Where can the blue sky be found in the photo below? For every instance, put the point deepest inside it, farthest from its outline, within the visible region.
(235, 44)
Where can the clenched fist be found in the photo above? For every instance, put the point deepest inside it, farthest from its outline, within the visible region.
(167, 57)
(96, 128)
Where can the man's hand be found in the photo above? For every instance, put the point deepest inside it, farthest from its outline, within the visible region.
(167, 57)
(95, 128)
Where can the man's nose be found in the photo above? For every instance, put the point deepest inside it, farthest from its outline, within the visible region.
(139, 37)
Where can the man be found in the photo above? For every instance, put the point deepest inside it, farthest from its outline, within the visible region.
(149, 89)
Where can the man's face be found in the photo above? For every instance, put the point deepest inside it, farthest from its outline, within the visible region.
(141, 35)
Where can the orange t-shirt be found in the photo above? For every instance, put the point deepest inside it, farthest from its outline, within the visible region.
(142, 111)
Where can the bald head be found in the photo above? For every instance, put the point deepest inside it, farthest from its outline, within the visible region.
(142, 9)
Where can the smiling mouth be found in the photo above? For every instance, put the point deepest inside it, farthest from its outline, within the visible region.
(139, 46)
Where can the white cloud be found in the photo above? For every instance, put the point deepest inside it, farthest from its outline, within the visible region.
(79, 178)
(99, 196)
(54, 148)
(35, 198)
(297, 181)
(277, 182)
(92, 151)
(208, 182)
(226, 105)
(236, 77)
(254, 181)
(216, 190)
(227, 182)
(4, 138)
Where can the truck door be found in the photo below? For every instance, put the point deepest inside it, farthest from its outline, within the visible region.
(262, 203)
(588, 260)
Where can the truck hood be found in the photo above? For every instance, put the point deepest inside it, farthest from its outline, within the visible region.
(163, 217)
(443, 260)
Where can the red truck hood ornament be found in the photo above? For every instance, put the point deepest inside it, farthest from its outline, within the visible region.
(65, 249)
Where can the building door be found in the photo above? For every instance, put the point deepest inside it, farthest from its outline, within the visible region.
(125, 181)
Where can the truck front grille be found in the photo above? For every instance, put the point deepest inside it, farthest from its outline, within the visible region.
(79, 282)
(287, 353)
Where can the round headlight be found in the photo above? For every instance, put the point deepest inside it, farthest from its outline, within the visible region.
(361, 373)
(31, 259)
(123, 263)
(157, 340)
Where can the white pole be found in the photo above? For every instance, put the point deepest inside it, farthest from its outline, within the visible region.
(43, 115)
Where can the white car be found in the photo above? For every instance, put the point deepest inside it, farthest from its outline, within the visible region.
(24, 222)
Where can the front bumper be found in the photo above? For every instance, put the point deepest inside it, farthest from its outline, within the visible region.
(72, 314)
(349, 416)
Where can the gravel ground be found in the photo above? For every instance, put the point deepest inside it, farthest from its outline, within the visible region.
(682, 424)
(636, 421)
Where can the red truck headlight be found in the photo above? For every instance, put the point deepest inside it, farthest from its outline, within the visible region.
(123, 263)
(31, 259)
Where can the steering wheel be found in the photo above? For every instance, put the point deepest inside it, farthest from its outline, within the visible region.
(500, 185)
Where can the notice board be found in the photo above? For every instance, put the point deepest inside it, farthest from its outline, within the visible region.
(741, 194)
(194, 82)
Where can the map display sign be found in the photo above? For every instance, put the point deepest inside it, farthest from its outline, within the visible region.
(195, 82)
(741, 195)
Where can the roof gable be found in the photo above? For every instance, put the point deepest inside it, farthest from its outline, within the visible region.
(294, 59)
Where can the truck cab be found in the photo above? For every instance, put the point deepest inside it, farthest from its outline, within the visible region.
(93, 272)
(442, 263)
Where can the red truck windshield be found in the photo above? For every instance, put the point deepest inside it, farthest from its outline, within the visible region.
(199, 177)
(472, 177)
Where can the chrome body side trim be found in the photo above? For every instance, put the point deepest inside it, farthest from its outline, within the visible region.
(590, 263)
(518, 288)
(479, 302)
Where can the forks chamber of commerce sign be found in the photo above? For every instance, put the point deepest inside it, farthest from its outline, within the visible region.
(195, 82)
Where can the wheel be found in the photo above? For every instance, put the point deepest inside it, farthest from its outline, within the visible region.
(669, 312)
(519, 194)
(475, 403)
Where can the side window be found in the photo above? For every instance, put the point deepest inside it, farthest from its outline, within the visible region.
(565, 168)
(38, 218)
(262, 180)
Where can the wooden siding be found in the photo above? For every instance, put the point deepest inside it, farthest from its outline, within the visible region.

# # #

Transcribe the records above with every character unchanged.

> [Result for this task]:
Where can the blue sky be found in the photo below? For every instance, put the point deepest inside it, farthest from its outline, within the visible region.
(235, 44)
Where can the clenched fist be found in the photo above? For every instance, put the point deepest inside it, farthest from its outline, within the visible region.
(167, 57)
(96, 128)
Where can the man's hand be found in the photo above? For every instance, put the point deepest inside it, farthest from its outline, within the visible region.
(167, 57)
(95, 128)
Where can the man's nose be found in the photo above? For every instance, put the point deepest inside it, farthest from its outline, within the visible region.
(139, 37)
Where can the man be found in the photo above? For every instance, put the point deepest inside it, farthest from its outline, within the visible region.
(149, 89)
Where can the man's face be found in the photo above? For every instance, put the point deepest inside it, farthest from its outline, within the visible region.
(141, 35)
Where can the orange t-shirt be found in the photo above? For every instance, put the point deepest inside it, farthest from its outline, within the visible region.
(142, 111)
Where can the bald head be found in the photo above? For every instance, put the point deepest inside it, farthest from its outline, within the visible region.
(142, 9)
Where can the smiling mouth be found in the photo above? For every instance, put the point deepest inside it, farthest from its outline, within the visible region.
(139, 46)
Where can the white cloud be found in the photo above? For every instance, put the point deepest inside it, farthest from its outline, within the visible region.
(79, 178)
(99, 196)
(54, 148)
(35, 198)
(297, 181)
(277, 182)
(92, 151)
(208, 182)
(226, 105)
(236, 77)
(254, 181)
(216, 190)
(227, 182)
(4, 138)
Where can the truck door be found in the photo below? For every instance, put the point deepest inside it, farthest from its outline, within the visible region.
(262, 203)
(588, 260)
Where can the truck hood be found in the photo above? For every instance, put the point deepest inside it, farthest from its outline, within the visible region.
(163, 217)
(443, 260)
Where can the red truck hood ornament be found in the photo above? For every instance, put the point deepest inside it, farthest from its outline, within the visible region.
(65, 249)
Where can the building door be found in the photo above? For every instance, put the point deepest inside it, farthest from its outline, within the visible region.
(125, 181)
Where can the truck front grille be found in the photo above? For every instance, put the point deepest inside it, farthest from its outline, within the visible region.
(79, 282)
(287, 353)
Where can the round headlight be found in the photo above? For every instance, put the point deepest inside it, farthest from its outline, within the visible region.
(361, 373)
(31, 259)
(123, 263)
(157, 340)
Where can the white pole be found in the photo above? For every instance, put the point deepest inside it, farthest from its outline, within the visible region.
(43, 115)
Where can the white car be found in the photo above? For every instance, put the point deepest inside it, farthest from its outline, within the visible region.
(24, 222)
Where can the front bumper be found in the photo above? For every instance, put the point deepest inside it, farthest from its outline, within the visible region.
(72, 314)
(349, 416)
Where can the gravel ground be found in the photo above? For every instance, put the point deepest inside it, farthest from its outline, within the visible region.
(682, 424)
(636, 421)
Where can the red truck headlight be found in the photo above? For every instance, put the point deepest inside it, farthest from its outline, within the visible region.
(123, 263)
(31, 259)
Where can the steering wheel be found in the photo above? For every instance, put the point deepest inside it, farthest from its outline, within the visible region.
(500, 185)
Where can the notice board be found in the photo above? For every instance, put the point deepest inside it, farthest from its outline, within the visible region.
(741, 194)
(194, 82)
Where can the map display sign be found in the photo above? For every instance, put the point deepest inside it, farthest from its outline, within the visible region.
(195, 82)
(741, 195)
Where can the roof gable be found in the photo above? For every instance, put the point deepest inside it, farthest from its outline, within the visible region.
(294, 59)
Where can the truck cab be found in the photo above? For every instance, put the point deepest inside it, farthest from its outline, within the visible region.
(93, 272)
(442, 263)
Where can the red truck windshield be found in the photo above? For every instance, put the point deepest inside it, farthest from its outline, within the visible region.
(199, 177)
(472, 177)
Where can the chrome body side trim be found in the photo above? For every instance, put the point deepest inside it, farthest from its outline, within the visible region.
(590, 263)
(518, 288)
(479, 302)
Where can the forks chamber of commerce sign be found in the photo above? For every instance, put the point deepest inside it, farthest from its outline, within the visible region.
(195, 82)
Where can the wheel be found in the photo above? For every instance, put the point deepest inside it, farthest from its outline, within the visible region.
(669, 312)
(519, 194)
(475, 403)
Where can the side window be found in the photo above? For every instance, put the point deepest inside it, farthest from its outline, within the visible region.
(565, 168)
(38, 218)
(262, 180)
Where can the wooden siding be found in the photo above? For every instance, put the point deepest inside it, farthest from its outline, within the visible region.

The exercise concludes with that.